## Stated exercise:
List every line of the material that contains the word "thin".

[Annotation dataset entries]

■ ■ ■ ■ ■ ■ ■

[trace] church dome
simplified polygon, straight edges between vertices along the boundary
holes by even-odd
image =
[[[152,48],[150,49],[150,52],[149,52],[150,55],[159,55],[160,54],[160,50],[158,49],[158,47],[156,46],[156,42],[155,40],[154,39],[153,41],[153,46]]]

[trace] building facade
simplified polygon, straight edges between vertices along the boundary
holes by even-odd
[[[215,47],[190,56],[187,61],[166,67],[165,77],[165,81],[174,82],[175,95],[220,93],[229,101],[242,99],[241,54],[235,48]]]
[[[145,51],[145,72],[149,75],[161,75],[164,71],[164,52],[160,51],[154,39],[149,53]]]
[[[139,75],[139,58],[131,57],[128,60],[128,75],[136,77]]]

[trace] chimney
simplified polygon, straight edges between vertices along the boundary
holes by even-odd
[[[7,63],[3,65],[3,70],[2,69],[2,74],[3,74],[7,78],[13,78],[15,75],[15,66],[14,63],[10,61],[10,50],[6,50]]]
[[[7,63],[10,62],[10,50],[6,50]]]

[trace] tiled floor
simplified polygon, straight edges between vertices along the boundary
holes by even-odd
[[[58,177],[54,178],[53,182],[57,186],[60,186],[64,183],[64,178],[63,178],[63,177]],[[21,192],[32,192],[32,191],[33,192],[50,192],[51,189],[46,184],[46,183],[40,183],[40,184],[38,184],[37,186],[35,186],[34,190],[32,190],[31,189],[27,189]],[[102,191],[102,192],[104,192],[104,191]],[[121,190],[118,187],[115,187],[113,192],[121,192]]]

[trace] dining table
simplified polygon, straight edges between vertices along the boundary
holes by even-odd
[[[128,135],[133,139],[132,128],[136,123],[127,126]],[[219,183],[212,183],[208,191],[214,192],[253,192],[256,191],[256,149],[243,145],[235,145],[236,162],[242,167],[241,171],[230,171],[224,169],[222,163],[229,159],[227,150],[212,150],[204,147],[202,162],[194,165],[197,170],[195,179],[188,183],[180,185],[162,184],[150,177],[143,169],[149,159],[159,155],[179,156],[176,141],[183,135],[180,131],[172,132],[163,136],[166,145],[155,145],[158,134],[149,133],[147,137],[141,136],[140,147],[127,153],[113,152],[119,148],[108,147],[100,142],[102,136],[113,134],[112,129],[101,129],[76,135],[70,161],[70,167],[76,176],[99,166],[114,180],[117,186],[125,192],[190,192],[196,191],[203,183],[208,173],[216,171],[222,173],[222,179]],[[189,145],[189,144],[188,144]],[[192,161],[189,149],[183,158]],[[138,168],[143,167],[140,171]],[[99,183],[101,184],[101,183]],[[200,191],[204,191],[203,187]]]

■ ■ ■ ■ ■ ■ ■

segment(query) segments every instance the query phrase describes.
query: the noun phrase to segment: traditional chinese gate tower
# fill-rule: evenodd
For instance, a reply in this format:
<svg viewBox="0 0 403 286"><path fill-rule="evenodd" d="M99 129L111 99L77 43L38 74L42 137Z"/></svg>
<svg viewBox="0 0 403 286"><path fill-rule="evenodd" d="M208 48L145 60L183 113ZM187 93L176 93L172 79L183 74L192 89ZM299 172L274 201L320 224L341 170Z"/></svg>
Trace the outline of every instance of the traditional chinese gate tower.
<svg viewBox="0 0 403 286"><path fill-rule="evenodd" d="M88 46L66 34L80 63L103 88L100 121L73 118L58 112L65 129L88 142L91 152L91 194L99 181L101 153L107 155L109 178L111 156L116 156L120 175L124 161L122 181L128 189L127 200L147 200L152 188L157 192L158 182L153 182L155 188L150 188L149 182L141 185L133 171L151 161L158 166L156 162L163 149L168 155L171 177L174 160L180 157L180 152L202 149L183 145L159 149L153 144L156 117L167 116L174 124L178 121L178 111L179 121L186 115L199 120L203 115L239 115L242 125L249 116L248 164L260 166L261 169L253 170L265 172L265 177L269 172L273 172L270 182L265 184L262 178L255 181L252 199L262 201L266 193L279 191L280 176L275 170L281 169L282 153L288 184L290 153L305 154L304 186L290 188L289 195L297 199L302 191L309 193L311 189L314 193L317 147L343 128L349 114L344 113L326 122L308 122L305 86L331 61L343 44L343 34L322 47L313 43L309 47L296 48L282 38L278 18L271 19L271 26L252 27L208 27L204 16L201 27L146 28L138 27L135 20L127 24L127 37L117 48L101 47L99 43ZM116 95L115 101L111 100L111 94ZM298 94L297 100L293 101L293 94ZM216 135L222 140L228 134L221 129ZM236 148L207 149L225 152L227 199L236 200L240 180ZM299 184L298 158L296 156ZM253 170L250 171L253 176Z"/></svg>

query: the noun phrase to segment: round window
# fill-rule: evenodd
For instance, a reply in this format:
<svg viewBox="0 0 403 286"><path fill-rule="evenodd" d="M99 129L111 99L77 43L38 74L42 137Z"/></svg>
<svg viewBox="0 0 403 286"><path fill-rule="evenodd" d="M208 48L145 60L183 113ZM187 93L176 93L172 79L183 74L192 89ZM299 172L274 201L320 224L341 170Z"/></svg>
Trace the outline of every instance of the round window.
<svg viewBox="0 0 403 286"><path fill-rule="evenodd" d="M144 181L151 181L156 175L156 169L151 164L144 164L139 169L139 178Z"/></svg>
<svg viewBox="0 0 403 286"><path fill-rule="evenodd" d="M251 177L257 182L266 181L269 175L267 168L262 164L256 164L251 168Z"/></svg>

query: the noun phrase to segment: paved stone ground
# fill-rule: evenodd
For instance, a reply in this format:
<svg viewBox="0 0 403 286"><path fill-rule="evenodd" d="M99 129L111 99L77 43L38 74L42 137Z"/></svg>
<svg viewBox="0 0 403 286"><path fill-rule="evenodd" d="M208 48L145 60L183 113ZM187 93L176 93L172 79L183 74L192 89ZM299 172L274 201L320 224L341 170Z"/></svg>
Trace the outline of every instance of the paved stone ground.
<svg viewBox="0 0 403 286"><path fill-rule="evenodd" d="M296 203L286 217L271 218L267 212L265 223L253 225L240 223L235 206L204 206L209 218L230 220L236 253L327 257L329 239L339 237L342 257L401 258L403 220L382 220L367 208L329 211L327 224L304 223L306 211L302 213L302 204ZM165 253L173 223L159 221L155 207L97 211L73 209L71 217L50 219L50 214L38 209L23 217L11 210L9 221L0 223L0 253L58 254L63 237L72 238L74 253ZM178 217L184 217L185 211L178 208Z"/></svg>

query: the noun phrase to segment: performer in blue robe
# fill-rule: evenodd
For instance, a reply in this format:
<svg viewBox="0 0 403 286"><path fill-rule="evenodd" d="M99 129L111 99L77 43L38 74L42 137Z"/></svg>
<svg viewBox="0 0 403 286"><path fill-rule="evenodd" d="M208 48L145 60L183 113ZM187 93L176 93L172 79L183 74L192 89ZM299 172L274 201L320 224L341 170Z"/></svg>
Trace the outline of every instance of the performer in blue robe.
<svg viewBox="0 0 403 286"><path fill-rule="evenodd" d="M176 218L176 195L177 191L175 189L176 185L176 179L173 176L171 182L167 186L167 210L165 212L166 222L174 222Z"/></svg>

■ ■ ■ ■ ■ ■ ■

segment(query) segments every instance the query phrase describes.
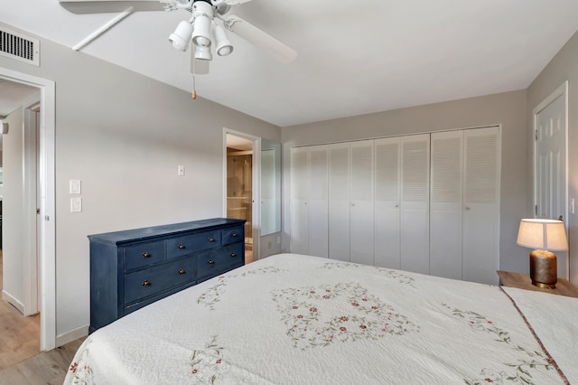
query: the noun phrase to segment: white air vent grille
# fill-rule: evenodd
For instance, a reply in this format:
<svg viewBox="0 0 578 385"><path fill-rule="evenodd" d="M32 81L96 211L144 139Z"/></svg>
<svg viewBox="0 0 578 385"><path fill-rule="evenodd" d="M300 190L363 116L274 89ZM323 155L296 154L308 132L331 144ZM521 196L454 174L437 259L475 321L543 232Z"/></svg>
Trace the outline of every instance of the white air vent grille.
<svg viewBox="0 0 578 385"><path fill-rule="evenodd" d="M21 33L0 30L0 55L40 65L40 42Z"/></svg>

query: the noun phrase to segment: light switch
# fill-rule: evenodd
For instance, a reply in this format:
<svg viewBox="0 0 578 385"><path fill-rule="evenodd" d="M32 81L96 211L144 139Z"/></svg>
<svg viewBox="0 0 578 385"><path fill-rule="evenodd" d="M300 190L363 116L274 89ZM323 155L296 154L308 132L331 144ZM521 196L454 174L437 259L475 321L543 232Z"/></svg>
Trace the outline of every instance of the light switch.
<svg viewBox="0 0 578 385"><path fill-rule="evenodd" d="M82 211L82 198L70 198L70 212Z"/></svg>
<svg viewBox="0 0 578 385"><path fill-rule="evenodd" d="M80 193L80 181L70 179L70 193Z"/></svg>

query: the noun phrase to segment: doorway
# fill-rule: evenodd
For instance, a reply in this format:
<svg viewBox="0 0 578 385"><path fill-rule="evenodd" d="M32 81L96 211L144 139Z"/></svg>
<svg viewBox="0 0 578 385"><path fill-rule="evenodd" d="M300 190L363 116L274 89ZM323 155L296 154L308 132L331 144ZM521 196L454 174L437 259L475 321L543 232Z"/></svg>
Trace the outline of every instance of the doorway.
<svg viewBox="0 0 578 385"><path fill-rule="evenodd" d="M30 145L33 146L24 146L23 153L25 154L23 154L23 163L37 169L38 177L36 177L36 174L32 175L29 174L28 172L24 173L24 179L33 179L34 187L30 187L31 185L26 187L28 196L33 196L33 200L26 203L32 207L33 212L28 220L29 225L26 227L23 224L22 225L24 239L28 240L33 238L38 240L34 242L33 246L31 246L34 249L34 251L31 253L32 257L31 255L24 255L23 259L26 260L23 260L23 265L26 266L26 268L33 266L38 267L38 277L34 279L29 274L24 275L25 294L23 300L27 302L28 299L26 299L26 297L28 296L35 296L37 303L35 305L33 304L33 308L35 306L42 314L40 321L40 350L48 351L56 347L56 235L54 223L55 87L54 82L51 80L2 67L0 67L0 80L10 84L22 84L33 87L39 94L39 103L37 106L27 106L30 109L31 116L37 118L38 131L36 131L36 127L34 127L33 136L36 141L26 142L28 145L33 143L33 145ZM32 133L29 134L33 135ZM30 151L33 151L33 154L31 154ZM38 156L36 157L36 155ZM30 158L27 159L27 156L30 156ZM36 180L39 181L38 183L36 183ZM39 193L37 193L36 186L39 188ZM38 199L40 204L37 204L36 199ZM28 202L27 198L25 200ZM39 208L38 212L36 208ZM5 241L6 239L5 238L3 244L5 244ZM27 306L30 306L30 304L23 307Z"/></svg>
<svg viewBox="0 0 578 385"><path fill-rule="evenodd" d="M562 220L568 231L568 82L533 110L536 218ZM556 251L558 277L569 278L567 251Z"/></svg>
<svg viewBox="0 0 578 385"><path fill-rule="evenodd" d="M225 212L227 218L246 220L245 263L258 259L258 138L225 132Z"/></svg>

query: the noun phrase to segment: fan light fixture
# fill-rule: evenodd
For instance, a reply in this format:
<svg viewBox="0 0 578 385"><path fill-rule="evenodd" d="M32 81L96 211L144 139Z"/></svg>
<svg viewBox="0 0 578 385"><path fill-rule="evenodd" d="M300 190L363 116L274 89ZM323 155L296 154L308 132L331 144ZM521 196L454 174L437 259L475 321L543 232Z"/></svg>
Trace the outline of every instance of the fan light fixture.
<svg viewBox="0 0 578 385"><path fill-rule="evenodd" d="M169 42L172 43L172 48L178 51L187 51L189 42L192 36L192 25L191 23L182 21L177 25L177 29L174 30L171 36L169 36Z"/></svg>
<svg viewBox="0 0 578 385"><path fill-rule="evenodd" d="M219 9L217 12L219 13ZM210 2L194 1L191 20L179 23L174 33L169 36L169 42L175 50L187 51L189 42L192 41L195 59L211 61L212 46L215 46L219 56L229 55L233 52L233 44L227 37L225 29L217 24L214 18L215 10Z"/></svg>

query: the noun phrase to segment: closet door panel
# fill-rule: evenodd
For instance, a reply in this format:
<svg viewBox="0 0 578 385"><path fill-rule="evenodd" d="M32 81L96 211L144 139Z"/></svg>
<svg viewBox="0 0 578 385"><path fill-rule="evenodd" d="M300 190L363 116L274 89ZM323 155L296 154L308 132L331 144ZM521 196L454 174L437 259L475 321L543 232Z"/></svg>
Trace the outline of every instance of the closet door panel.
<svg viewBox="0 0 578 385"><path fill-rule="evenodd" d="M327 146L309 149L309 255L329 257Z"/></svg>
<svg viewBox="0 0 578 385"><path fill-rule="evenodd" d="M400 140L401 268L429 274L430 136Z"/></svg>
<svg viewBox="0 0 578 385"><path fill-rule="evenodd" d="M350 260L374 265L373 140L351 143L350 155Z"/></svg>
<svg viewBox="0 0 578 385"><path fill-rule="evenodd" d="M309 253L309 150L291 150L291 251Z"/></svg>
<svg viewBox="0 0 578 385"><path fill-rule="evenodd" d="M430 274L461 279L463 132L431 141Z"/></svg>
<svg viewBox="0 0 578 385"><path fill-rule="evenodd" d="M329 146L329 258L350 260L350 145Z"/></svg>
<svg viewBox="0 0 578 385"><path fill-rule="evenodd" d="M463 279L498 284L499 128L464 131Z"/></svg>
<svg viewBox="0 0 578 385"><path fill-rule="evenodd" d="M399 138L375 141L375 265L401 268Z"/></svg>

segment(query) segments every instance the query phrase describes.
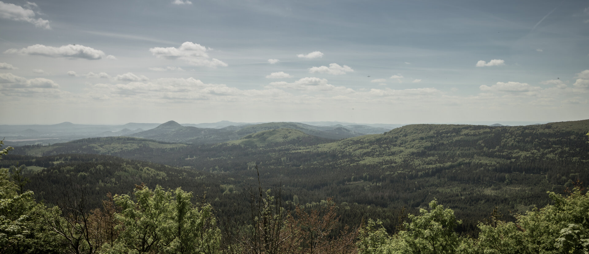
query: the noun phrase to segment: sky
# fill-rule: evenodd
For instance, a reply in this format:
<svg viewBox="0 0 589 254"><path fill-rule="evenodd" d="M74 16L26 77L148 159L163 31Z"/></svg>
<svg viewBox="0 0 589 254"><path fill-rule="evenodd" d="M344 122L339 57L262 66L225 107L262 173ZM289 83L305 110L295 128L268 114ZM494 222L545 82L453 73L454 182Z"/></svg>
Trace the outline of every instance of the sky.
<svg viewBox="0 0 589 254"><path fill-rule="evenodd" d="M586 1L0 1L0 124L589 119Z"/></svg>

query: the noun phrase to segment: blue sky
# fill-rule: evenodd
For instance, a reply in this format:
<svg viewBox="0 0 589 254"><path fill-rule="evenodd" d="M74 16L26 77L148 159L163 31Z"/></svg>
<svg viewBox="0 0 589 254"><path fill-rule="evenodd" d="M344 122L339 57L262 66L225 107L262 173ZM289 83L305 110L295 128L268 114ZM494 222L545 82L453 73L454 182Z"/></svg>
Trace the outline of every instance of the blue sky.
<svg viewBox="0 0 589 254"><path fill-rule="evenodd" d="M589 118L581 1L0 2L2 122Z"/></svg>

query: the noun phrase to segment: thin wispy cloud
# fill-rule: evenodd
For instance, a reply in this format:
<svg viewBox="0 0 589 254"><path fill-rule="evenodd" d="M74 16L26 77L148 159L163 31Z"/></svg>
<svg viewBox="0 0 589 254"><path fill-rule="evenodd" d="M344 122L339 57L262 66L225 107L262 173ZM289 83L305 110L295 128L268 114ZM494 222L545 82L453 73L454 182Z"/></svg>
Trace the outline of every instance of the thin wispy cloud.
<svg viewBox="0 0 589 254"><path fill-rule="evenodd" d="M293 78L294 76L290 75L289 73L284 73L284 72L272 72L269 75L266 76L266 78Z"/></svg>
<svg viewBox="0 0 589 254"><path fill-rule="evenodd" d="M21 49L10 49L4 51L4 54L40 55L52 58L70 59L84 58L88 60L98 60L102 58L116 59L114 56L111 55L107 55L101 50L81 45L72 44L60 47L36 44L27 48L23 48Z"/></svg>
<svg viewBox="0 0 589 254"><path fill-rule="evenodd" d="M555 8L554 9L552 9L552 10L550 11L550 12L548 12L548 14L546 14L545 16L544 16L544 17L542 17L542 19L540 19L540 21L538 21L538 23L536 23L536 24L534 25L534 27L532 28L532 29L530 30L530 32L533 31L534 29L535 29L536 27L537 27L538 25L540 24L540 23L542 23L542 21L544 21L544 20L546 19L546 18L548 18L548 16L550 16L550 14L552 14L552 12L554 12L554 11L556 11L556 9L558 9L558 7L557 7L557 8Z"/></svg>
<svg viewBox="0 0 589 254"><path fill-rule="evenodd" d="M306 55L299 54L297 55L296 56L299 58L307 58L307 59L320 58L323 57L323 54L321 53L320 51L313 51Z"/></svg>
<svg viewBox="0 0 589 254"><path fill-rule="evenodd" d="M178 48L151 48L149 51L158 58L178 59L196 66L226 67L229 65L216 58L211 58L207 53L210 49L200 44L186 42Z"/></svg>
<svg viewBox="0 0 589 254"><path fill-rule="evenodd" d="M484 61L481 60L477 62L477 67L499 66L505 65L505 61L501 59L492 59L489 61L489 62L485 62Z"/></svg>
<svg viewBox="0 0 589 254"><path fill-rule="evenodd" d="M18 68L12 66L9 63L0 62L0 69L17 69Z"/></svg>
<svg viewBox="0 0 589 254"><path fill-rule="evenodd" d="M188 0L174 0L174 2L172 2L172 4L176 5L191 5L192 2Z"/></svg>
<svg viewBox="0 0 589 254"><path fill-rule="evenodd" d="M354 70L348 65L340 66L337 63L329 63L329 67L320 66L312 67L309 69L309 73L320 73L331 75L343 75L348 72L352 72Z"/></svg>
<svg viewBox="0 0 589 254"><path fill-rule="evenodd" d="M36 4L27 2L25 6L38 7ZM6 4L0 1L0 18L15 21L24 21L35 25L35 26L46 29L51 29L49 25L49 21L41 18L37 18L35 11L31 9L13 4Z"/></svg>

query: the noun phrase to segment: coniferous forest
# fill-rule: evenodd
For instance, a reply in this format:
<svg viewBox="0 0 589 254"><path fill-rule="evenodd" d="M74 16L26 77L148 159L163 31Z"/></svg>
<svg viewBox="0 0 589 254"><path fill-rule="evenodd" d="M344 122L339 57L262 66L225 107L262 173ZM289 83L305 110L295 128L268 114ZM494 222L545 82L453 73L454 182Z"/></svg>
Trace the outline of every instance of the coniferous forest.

■ ■ ■ ■ ■ ■ ■

## Task response:
query: the noun phrase to segment: thin wispy cloud
Trace the outline of every instance of the thin wispy cloud.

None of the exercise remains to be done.